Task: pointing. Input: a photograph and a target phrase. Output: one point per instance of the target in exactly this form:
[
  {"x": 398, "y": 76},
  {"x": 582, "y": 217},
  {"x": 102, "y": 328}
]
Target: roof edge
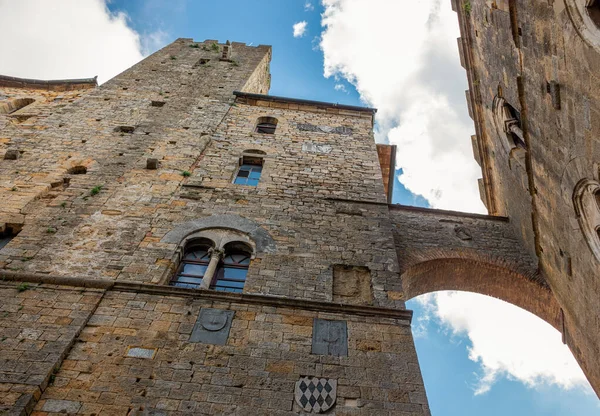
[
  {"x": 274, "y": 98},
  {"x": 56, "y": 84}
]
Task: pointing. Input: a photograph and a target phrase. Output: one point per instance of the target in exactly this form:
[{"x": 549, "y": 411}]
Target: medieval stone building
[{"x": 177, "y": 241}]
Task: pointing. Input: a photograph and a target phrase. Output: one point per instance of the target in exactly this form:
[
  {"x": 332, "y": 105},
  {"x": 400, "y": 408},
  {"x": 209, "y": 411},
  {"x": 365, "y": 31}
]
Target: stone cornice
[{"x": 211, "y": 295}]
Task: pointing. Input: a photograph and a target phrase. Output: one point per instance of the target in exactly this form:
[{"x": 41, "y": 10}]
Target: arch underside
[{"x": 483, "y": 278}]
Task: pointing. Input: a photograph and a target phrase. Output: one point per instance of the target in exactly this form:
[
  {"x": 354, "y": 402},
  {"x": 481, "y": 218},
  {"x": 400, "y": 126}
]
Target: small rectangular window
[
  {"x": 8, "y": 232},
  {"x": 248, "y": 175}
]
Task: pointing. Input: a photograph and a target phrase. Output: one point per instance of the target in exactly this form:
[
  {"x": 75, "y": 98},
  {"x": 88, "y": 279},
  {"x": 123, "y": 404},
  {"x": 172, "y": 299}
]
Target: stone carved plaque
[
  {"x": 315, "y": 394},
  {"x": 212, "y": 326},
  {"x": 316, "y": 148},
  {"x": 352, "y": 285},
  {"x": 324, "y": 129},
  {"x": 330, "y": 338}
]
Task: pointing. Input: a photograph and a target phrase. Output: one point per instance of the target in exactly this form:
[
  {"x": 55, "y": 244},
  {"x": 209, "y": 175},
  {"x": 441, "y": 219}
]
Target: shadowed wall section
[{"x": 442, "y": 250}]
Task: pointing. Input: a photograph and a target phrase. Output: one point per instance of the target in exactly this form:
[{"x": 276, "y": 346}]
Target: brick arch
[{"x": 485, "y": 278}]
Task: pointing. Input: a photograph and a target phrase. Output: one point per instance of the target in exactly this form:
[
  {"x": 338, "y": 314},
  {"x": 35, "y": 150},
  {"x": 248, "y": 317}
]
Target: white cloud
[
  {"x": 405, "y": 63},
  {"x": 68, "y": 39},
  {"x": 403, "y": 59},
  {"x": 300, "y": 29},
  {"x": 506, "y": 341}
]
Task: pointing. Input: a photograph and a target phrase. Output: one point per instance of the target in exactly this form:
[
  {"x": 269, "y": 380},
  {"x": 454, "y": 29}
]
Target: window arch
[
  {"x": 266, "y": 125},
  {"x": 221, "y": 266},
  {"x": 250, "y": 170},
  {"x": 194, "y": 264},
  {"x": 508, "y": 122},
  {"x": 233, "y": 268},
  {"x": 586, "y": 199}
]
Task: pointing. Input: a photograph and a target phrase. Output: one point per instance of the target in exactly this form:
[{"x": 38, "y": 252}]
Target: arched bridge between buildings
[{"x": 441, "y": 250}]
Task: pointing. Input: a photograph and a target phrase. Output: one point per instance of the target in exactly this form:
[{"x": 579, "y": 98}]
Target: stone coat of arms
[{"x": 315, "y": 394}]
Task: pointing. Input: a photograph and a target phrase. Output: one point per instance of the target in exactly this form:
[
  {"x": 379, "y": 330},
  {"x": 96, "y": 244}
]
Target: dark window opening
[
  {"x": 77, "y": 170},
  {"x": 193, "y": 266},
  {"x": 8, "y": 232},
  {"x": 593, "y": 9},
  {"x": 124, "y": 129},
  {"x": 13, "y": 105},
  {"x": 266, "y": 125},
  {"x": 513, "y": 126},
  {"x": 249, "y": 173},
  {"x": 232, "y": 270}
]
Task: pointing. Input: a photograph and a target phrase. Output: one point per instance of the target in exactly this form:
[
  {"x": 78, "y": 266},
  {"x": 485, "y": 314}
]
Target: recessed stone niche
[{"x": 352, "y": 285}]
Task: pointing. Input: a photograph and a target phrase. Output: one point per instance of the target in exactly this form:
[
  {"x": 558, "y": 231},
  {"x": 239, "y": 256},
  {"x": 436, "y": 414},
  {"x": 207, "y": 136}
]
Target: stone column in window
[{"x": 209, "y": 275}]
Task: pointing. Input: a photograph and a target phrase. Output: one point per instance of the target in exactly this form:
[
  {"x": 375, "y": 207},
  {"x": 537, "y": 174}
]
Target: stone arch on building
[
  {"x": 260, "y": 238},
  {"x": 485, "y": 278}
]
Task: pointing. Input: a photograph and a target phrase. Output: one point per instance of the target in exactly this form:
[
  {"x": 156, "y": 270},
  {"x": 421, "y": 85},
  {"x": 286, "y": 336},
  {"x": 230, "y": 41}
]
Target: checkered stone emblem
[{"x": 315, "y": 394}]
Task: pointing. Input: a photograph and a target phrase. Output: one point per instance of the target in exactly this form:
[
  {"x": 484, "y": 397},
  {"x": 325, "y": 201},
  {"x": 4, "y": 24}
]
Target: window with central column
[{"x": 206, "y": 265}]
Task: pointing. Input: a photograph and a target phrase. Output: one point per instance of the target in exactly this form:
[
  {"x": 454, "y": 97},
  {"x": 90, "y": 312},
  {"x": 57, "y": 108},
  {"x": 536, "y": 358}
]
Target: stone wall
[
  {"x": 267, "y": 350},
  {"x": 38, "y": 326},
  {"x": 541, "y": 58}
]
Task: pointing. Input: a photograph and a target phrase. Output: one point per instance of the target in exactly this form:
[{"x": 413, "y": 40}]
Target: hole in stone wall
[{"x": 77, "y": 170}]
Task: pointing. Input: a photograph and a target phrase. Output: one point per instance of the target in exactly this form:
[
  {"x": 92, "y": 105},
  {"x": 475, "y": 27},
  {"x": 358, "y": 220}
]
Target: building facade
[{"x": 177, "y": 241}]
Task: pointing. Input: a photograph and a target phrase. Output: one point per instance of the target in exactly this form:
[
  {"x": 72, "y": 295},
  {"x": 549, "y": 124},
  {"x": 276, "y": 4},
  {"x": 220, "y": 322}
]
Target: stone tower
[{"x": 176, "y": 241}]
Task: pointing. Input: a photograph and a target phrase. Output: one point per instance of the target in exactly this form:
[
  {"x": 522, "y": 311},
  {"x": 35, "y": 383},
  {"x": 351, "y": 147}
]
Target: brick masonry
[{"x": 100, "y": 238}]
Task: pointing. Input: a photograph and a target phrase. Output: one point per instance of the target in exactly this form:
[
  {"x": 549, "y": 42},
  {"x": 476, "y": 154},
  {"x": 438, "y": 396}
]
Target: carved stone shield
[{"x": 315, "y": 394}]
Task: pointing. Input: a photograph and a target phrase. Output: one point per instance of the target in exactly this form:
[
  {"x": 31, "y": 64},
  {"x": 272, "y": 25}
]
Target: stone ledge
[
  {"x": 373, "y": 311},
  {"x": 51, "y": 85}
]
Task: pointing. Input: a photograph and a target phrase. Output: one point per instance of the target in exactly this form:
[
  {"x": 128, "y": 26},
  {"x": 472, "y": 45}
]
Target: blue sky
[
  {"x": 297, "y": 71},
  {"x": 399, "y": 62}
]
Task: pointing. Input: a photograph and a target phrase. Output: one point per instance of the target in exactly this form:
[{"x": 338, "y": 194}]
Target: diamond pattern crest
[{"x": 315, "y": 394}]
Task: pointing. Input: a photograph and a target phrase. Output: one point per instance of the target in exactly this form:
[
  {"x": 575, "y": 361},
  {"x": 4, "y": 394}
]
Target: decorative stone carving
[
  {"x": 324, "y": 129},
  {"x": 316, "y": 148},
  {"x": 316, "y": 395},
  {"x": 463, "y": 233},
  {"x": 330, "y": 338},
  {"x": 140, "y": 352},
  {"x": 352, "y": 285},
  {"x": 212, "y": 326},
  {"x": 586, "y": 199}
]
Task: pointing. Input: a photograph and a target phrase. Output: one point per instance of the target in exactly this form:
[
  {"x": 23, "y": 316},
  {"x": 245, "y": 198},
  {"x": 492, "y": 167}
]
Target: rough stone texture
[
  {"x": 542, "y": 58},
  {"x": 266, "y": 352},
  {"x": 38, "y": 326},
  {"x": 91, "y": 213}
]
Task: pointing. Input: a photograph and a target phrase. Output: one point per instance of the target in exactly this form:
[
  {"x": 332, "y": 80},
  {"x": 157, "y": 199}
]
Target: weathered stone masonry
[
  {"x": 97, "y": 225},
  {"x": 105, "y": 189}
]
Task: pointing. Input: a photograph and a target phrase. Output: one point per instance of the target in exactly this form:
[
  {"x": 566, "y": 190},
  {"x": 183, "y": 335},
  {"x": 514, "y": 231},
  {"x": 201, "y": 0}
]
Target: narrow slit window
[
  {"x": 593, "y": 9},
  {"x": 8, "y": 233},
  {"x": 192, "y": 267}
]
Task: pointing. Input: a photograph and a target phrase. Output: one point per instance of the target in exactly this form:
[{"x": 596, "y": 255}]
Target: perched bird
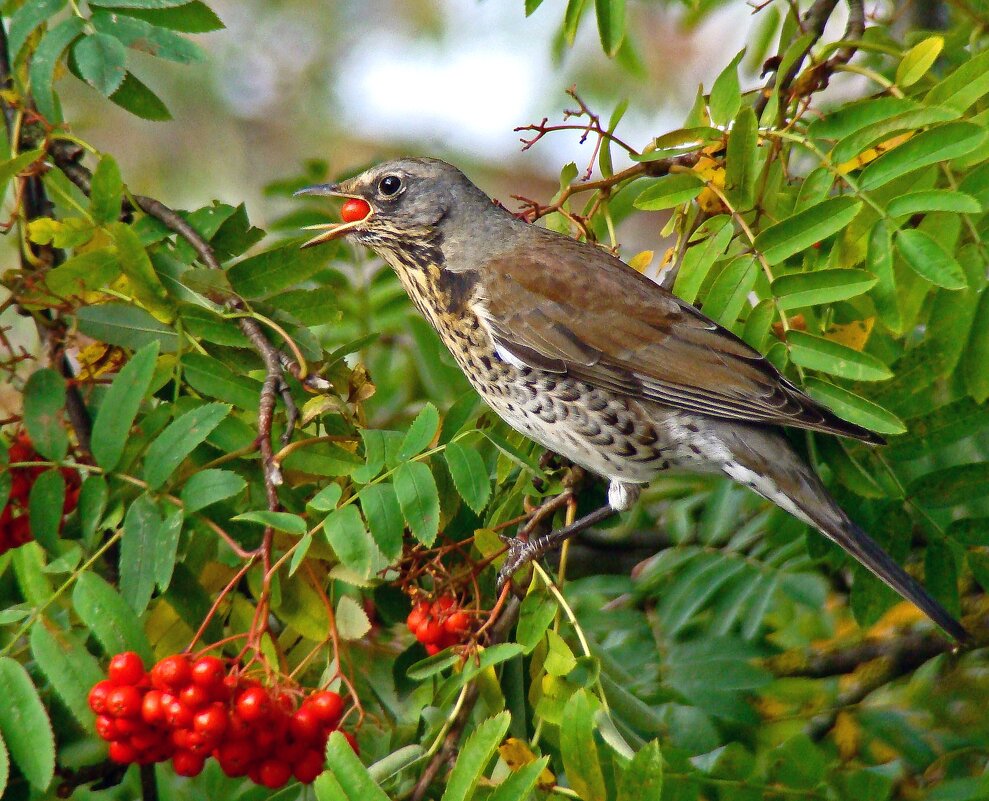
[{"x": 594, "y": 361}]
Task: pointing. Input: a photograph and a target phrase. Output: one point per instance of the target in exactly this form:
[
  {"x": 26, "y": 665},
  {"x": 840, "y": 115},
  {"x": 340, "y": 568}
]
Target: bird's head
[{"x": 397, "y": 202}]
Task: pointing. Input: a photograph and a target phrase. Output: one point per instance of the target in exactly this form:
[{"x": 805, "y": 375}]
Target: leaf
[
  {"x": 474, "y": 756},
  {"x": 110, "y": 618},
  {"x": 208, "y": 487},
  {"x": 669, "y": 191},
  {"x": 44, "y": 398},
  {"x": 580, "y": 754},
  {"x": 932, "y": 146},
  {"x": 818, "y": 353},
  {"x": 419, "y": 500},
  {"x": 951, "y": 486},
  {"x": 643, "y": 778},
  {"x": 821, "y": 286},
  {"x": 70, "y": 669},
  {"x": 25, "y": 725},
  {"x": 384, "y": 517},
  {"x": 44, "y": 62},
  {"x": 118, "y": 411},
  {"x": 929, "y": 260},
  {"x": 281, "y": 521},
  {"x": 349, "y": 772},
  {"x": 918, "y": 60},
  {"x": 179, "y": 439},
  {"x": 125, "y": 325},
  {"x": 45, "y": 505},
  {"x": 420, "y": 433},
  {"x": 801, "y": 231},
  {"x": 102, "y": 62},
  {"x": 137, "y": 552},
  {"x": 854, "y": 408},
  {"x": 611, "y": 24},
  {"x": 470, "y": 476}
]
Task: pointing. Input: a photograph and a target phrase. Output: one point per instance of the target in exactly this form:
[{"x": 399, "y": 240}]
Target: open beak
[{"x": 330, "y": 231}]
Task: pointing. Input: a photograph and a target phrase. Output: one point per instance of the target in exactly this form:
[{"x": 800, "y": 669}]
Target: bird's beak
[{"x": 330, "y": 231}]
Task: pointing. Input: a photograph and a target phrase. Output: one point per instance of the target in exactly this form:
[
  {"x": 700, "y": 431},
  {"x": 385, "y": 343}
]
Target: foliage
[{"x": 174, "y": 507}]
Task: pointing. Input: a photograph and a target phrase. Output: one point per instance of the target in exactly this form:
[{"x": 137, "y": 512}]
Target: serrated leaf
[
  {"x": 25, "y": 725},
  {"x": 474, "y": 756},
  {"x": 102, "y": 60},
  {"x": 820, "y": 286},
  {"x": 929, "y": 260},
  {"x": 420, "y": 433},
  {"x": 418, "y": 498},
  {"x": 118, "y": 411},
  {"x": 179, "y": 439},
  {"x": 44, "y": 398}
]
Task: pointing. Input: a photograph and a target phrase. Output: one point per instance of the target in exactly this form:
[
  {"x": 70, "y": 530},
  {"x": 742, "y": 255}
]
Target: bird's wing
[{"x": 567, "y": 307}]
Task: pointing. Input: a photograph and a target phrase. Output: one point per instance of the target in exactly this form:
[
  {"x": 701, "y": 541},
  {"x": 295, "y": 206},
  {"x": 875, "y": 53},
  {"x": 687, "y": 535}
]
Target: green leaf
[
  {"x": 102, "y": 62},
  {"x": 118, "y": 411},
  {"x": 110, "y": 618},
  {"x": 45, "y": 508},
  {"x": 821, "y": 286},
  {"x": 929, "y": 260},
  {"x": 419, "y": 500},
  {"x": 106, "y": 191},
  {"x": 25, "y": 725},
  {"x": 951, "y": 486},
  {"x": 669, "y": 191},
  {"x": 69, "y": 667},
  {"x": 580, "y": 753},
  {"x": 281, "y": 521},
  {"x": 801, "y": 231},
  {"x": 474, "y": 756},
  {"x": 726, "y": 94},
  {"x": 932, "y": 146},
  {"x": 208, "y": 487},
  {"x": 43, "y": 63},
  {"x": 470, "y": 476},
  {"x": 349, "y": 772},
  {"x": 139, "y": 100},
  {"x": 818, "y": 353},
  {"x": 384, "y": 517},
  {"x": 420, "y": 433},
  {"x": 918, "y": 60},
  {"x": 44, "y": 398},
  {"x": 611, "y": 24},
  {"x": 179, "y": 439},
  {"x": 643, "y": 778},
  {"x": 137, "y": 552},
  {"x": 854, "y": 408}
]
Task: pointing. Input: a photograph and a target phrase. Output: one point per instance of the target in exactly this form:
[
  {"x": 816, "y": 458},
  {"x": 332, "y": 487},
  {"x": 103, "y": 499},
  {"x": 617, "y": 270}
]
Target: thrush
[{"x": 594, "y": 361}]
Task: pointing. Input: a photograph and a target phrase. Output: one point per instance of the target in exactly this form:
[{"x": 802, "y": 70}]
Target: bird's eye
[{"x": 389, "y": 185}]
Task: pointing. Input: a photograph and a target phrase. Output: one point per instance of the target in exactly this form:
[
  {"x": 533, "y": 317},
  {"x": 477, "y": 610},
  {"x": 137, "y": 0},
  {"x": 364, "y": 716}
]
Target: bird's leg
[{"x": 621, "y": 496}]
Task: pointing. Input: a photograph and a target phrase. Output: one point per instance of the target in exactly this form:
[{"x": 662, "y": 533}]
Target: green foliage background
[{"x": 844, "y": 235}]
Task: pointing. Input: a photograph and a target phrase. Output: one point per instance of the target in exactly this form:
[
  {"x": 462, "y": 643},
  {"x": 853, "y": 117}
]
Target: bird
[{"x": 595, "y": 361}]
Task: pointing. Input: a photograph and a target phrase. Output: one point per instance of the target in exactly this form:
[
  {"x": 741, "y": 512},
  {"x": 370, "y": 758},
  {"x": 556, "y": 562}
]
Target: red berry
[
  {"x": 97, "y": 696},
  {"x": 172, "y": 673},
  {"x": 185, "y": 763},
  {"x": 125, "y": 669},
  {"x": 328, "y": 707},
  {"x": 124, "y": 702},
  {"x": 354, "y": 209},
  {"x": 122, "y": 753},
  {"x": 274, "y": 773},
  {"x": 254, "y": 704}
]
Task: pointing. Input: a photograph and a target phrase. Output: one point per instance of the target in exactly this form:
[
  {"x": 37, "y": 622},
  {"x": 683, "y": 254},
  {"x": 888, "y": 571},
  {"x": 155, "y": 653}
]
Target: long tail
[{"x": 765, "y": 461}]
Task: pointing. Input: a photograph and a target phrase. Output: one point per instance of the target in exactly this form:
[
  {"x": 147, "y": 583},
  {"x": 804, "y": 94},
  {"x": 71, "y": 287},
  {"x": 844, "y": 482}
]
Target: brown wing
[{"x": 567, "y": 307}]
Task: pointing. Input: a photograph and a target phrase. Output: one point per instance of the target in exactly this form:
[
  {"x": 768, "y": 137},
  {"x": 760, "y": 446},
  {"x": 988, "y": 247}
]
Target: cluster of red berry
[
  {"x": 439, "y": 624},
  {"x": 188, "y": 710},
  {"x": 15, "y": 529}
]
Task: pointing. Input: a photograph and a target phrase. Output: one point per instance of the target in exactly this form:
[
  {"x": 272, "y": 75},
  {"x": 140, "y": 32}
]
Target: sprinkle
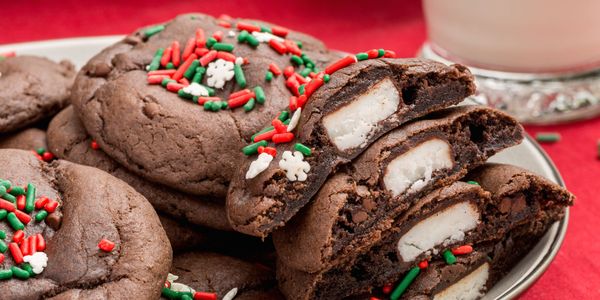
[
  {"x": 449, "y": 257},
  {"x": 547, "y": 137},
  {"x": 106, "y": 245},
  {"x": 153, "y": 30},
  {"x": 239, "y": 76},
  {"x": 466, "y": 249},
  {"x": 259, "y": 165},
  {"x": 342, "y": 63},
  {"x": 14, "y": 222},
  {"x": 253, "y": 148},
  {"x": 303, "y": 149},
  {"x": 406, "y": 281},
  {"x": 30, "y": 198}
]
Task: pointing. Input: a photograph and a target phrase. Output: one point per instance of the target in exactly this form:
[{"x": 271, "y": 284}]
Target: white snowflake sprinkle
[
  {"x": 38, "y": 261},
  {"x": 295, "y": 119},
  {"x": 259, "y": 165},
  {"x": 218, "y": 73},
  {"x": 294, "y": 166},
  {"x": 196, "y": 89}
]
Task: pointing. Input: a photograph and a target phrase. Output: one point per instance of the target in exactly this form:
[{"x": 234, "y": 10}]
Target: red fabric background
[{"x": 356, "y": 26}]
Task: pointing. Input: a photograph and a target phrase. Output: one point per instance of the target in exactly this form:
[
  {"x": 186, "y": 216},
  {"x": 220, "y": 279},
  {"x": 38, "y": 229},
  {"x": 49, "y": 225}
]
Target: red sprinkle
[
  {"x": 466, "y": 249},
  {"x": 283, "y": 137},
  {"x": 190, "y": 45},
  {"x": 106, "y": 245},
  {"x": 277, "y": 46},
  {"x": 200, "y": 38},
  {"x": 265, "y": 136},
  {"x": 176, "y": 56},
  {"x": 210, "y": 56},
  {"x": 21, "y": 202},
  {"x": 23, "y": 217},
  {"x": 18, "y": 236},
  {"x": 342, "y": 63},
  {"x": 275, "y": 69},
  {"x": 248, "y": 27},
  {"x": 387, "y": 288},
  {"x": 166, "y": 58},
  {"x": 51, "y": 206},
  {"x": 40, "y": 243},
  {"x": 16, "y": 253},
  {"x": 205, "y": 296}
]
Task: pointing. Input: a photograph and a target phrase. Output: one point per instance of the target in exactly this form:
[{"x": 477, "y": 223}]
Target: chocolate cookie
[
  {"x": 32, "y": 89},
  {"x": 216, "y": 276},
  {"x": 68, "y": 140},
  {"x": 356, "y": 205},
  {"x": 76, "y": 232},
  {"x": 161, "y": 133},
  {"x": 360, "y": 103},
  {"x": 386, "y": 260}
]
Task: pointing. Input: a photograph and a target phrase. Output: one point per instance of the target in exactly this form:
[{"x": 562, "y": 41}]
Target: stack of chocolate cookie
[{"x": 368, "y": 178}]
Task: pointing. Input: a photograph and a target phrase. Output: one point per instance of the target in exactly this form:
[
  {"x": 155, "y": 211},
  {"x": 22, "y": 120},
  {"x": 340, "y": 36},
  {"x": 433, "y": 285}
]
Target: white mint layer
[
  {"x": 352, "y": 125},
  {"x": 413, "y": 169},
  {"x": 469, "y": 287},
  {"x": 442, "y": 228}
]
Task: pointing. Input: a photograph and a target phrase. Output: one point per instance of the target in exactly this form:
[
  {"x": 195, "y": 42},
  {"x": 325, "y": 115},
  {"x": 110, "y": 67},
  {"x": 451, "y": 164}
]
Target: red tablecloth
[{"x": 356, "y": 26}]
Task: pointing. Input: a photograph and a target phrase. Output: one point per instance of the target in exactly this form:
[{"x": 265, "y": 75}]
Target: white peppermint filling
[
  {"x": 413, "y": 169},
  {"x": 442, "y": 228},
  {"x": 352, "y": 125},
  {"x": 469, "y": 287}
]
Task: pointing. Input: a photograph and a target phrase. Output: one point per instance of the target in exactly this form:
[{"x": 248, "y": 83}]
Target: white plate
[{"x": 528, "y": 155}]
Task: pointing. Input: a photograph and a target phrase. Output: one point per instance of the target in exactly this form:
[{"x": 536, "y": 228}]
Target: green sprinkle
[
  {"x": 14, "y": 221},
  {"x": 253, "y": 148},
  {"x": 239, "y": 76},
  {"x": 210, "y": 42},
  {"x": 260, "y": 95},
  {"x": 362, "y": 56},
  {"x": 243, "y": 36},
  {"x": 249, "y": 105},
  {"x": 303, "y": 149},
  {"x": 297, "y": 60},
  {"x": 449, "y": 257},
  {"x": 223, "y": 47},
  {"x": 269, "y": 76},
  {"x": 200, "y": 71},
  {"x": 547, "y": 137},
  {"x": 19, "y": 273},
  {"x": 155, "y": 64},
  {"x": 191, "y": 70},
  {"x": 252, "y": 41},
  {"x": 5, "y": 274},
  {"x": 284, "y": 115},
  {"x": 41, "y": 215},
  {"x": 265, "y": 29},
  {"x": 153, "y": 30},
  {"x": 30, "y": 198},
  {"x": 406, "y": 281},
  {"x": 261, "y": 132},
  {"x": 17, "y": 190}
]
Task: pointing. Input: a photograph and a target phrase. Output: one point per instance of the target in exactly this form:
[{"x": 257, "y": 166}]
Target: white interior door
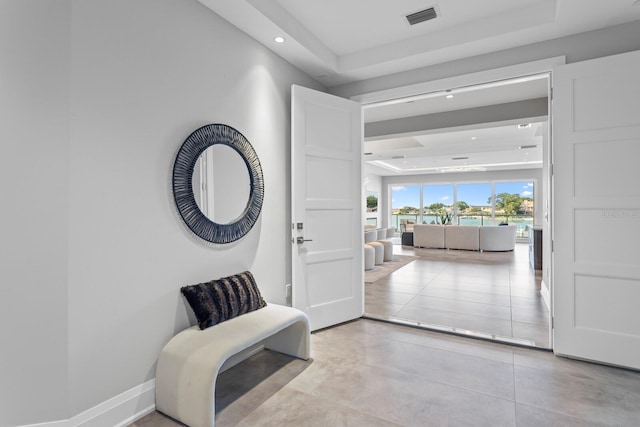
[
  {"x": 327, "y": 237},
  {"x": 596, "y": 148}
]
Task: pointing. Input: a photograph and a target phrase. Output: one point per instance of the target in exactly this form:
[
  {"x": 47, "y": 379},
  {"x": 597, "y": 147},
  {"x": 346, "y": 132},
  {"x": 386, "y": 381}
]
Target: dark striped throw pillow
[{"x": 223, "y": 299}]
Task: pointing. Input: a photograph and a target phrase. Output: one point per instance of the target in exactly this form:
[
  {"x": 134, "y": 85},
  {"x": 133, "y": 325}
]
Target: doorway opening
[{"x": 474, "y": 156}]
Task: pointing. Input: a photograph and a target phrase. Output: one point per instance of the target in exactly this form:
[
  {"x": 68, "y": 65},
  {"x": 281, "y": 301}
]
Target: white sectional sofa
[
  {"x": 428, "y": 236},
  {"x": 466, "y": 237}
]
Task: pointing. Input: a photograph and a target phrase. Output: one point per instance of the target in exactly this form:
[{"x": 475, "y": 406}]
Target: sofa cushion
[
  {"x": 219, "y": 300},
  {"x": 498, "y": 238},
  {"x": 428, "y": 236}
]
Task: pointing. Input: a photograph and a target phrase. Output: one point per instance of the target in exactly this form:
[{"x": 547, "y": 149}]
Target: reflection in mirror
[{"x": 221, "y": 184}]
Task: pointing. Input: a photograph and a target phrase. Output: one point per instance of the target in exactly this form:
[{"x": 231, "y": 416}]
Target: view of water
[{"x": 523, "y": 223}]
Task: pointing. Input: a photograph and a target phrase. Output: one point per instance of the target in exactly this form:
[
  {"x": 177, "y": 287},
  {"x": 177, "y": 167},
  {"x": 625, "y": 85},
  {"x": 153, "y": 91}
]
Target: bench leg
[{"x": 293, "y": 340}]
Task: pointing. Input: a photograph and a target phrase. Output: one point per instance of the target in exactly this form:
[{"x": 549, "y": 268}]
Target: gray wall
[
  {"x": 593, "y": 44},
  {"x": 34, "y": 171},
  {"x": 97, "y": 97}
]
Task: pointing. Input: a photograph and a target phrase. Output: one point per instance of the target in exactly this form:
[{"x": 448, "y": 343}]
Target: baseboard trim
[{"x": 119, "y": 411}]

_Work required_.
Report every line of the records that contains the string "sprinkle", copying each such line in full.

_Exercise output_.
Target: sprinkle
Target: white snowflake sprinkle
Target: red sprinkle
Target: green sprinkle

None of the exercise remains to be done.